__Passage to read__.
++++++++++

Paul Chung 2024. 7. 8. 12:17

                       

Craig L. Nessan

William D. Streng Professor for the Education and Renewal of the Church

Professor of Contextual Theology and Ethics

Wartburg Theological Seminary

Dubuque, Iowa

                       

 

With self-reflective consciousness we can either shape a culture to maximize our sociobiological impulses to self interest or we can construct a culture that fosters altruistic and the common good. Religion can do either, for example, Christian white nationalism or the Great Commandment for neighbor love.”—Craig L. Nessan 

 

 

Review by Paul S. Chung

 

Craig L. Nessan: Sex, Aggression, And Pain: Sociobiological Implications for Theological Anthropology, Zygon, vol.33.no.3. Sep. 1998.

 

         Prof. Craig L. Nessan engaged in in-depth research in his 1998 article on the sociobiological implications of sex drive, aggression, and pain for theological anthropology by way of critical comparison. He acknowledges that Wilson’s Sociobiology (1978) has emerged in recent decades in a comprehensive spectrum conceptualizing human behavior in a genetic evolutionary paradigm.

++++++++++

__Records shown__.

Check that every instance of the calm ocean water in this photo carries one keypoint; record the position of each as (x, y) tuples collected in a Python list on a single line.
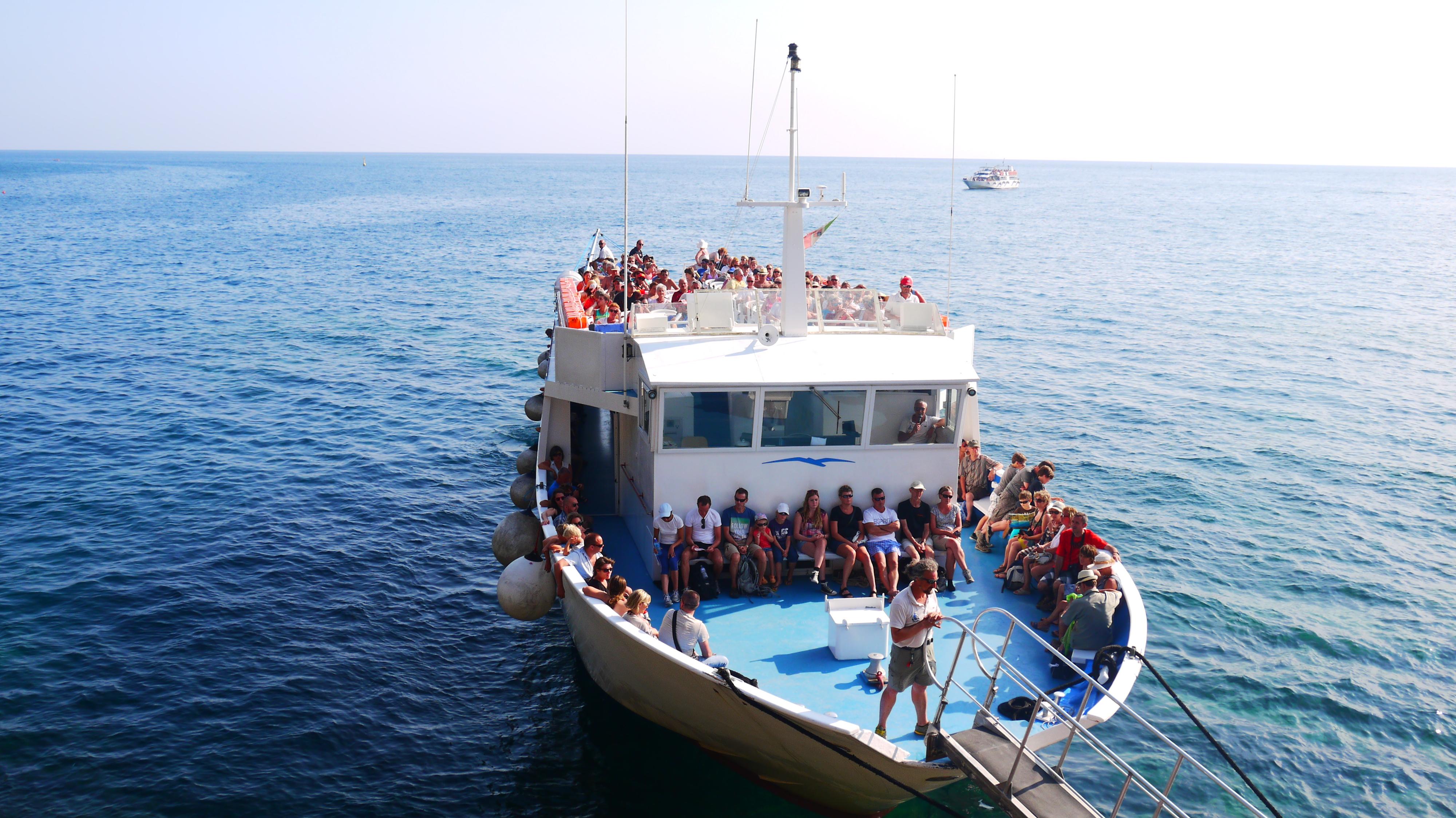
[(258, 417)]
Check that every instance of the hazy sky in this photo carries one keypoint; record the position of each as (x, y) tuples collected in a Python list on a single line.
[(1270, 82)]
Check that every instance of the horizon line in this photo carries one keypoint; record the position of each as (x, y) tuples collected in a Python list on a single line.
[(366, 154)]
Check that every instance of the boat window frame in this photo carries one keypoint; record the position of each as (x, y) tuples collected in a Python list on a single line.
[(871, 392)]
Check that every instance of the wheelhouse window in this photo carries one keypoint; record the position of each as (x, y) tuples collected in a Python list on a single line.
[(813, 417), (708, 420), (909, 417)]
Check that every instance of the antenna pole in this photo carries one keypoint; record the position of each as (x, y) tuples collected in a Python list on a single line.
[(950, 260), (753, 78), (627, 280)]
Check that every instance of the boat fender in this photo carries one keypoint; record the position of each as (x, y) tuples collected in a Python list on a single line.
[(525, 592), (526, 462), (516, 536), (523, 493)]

++++++++++

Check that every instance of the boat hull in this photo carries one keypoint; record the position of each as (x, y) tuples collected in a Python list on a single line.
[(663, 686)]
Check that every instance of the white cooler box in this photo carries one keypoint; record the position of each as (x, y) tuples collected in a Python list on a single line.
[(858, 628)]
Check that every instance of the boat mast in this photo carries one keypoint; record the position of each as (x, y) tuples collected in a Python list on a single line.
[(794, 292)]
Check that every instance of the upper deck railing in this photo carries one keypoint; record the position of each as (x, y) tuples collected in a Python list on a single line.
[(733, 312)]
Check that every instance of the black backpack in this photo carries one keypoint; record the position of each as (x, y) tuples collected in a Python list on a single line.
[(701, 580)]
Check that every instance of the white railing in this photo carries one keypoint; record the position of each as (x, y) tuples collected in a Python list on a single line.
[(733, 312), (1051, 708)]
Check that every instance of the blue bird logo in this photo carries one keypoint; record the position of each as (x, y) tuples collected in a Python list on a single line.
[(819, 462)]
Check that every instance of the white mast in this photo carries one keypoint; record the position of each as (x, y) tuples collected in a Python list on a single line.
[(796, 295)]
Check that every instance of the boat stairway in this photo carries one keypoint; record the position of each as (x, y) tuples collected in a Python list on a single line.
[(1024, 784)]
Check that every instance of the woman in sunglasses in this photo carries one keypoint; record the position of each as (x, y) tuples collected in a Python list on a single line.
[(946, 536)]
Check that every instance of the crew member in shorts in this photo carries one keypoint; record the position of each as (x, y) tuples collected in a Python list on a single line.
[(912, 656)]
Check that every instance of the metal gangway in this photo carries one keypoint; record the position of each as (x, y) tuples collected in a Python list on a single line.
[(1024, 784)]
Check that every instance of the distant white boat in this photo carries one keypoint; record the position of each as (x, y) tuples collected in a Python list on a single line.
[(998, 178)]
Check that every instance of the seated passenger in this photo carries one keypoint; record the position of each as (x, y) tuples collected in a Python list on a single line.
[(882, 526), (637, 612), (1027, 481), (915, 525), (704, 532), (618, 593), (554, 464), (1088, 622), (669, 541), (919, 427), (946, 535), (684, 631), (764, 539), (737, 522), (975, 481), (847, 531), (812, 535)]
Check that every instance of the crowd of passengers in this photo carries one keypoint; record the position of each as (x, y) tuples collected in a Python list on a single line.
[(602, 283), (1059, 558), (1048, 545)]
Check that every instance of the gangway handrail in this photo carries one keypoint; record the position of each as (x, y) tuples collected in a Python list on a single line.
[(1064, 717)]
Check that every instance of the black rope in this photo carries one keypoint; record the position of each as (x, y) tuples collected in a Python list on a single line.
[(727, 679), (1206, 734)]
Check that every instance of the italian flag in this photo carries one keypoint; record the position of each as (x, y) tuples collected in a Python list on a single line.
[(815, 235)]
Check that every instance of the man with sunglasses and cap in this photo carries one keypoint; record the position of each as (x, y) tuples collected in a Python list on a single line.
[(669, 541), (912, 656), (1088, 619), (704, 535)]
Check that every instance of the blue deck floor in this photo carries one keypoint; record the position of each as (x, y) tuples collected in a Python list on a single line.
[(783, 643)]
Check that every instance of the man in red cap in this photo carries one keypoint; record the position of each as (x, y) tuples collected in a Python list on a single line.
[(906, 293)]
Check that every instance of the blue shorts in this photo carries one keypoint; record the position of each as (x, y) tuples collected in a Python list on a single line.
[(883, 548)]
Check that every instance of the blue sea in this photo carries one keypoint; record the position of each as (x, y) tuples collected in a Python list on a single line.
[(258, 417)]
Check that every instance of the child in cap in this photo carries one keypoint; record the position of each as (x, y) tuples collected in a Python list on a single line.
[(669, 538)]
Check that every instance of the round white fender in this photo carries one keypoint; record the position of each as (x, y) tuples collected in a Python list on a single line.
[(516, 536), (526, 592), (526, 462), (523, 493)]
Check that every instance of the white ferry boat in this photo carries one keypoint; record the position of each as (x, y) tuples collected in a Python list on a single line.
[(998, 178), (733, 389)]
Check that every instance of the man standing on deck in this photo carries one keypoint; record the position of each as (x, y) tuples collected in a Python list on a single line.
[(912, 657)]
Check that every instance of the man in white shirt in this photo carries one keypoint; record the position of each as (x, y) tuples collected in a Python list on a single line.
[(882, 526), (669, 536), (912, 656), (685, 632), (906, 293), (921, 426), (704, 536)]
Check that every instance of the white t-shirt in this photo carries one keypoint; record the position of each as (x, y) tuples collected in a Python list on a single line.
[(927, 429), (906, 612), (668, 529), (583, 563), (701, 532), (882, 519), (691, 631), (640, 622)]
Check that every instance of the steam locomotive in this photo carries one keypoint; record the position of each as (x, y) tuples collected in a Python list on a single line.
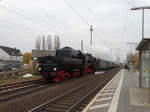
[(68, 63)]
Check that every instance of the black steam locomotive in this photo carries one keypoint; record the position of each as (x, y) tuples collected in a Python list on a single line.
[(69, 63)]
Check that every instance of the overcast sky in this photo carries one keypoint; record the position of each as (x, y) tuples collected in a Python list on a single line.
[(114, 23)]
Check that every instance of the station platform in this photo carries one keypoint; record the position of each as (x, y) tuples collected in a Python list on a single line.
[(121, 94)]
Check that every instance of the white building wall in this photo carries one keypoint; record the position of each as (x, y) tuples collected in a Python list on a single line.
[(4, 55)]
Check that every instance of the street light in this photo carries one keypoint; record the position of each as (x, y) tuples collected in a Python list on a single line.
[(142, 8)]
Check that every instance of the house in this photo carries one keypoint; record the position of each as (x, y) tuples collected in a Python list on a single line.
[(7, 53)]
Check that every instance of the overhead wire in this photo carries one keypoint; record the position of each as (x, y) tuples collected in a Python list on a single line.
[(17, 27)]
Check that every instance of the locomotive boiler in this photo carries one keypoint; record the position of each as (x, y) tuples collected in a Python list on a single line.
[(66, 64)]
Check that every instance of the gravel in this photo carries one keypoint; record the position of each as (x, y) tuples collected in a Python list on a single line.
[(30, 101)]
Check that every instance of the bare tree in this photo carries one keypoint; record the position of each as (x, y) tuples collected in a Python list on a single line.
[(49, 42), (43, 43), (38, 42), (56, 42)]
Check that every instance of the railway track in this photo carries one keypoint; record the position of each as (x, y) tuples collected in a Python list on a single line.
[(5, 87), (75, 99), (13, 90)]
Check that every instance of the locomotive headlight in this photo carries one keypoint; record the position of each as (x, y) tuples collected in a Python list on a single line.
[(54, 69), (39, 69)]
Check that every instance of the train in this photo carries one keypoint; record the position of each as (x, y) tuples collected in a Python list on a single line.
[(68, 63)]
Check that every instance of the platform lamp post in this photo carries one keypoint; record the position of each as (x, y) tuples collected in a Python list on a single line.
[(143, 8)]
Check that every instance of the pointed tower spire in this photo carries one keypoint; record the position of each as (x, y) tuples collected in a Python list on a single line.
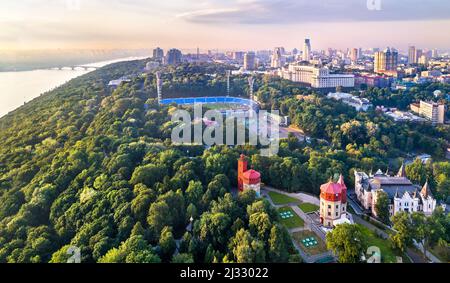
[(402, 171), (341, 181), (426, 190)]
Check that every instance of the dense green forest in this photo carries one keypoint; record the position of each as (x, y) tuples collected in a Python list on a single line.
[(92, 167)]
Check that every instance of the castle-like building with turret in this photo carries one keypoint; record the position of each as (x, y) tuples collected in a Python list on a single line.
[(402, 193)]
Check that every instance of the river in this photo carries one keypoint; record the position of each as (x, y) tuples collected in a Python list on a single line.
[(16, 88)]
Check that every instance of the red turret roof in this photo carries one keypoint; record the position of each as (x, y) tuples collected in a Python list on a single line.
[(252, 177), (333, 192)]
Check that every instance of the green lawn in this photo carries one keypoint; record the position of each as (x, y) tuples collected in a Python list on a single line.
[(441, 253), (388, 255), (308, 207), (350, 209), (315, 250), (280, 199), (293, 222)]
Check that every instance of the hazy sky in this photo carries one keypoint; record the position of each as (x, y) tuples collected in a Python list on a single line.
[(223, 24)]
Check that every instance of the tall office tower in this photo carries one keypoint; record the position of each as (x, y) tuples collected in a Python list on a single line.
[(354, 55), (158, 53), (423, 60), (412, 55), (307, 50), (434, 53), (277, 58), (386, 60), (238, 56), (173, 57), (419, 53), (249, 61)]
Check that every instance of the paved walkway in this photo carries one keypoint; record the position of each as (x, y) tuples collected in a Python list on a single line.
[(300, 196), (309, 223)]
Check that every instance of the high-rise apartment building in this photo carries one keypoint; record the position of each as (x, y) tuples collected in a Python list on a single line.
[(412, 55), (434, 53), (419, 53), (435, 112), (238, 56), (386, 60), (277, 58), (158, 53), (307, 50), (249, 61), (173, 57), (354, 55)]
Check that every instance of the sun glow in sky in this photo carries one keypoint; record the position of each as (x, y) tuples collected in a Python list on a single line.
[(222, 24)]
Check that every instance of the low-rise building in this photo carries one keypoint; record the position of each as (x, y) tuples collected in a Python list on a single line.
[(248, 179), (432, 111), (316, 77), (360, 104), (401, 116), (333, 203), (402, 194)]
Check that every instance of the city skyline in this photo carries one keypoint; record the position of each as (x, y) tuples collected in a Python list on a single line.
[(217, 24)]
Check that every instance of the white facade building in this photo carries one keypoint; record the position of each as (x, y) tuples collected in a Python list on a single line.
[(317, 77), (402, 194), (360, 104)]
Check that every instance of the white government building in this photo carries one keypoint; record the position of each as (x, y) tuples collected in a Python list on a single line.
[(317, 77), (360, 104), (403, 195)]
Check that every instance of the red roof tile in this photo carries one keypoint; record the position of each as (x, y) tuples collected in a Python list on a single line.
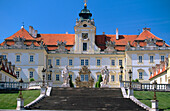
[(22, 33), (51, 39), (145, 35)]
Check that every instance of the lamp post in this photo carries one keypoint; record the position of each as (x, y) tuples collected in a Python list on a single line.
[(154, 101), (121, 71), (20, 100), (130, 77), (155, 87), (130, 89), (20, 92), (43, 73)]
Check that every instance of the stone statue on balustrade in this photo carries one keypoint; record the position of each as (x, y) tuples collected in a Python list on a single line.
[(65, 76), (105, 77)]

++++++++++

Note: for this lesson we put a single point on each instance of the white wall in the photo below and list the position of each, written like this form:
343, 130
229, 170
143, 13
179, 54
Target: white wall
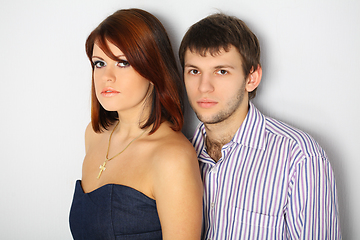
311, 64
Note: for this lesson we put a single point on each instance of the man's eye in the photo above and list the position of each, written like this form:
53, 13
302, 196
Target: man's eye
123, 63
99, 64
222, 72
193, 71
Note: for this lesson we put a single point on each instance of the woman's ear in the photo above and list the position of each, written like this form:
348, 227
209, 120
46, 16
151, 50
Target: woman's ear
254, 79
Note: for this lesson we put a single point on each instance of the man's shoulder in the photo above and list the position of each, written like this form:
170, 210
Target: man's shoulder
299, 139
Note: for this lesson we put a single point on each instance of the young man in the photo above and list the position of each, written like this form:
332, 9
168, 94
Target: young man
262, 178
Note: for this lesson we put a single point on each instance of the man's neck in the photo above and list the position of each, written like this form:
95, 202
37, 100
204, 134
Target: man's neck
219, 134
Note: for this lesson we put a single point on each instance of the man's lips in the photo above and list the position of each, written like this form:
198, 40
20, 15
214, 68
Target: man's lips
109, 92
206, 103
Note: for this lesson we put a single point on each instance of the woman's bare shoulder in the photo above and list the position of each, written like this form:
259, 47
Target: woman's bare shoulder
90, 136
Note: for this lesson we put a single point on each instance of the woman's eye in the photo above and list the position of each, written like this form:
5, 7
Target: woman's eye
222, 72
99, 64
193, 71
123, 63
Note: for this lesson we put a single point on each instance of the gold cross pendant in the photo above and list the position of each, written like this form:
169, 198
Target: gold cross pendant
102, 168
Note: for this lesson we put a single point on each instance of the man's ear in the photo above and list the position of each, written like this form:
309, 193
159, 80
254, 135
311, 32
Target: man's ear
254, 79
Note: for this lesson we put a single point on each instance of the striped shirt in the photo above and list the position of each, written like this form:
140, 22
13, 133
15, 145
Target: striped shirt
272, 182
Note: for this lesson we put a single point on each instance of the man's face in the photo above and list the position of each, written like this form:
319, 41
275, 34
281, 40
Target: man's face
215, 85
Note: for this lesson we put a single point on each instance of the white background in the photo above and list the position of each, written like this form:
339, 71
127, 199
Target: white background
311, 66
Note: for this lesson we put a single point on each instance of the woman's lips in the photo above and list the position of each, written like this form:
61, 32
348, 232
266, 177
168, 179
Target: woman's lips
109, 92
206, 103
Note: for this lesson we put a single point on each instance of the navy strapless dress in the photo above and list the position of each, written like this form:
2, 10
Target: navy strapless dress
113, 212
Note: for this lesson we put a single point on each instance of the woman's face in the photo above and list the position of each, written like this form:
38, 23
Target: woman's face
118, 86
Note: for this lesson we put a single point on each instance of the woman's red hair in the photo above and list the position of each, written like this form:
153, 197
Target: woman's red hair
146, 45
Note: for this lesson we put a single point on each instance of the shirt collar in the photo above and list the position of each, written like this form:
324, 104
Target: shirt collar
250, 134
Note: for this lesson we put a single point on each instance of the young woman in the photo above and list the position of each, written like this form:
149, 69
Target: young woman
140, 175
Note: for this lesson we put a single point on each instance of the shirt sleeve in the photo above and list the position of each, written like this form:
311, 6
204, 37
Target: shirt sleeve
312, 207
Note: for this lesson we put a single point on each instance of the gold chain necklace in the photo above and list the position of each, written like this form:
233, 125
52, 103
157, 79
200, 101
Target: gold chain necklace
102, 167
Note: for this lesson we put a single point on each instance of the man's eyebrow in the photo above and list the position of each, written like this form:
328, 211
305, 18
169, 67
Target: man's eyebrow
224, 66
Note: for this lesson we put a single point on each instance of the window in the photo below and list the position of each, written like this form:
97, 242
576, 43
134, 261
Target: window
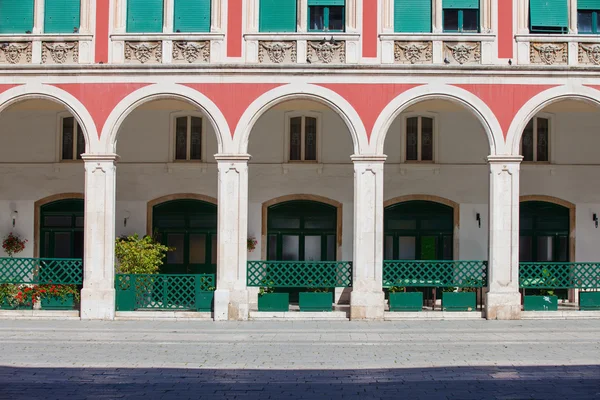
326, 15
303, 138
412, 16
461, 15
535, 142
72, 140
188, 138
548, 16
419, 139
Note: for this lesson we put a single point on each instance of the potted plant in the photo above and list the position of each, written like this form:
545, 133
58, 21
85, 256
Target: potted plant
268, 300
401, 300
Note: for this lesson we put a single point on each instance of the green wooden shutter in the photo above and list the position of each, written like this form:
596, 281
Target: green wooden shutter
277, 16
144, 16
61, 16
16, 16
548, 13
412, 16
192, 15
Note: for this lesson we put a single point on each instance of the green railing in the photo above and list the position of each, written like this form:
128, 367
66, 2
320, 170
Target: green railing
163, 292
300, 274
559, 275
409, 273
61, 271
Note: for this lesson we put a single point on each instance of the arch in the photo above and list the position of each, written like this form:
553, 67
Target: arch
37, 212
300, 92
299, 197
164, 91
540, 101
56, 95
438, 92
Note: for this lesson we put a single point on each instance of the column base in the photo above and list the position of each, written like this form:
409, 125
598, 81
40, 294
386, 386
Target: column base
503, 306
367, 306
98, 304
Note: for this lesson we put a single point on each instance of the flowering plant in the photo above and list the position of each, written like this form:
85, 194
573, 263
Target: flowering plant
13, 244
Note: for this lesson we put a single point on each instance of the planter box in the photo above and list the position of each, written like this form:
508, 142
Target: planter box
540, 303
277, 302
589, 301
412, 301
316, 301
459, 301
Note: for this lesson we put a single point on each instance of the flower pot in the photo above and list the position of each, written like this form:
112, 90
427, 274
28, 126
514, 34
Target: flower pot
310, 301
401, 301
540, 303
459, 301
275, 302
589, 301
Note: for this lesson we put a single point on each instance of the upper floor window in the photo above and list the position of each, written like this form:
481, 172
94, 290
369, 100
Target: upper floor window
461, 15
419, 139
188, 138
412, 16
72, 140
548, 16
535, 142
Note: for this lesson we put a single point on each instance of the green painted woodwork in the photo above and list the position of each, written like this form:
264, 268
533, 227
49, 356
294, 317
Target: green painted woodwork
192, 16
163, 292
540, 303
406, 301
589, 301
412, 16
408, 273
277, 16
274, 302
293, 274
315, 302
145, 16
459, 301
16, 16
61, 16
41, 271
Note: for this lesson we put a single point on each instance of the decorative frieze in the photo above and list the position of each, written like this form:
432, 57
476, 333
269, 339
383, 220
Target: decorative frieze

++++++++++

__Work instruction 1__.
In the review, rename "in-depth research" to "detailed research" and give everything from "Craig L. Nessan: Sex, Aggression, And" down to "genetic evolutionary paradigm.".
__Work instruction 2__.
Based on the review, say yes or no to each statement and quote the words that decide it: (a) Nessan's article appeared in Zygon in 1998. (b) Nessan is a professor at a seminary in Dubuque, Iowa. (c) Wilson's Sociobiology was published in 1988.
Answer using only the review.

__Written answer 1__.
Craig L. Nessan: Sex, Aggression, And Pain: Sociobiological Implications for Theological Anthropology, Zygon, vol.33.no.3. Sep. 1998.

 

         Prof. Craig L. Nessan engaged in detailed research in his 1998 article on the sociobiological implications of sex drive, aggression, and pain for theological anthropology by way of critical comparison. He acknowledges that Wilson’s Sociobiology (1978) has emerged in recent decades in a comprehensive spectrum conceptualizing human behavior in a genetic evolutionary paradigm.

__Written answer 2__.
(a) Yes: "Zygon, vol.33.no.3. Sep. 1998."
(b) Yes: "Wartburg Theological Seminary" and "Dubuque, Iowa"
(c) No: "Wilson’s Sociobiology (1978)"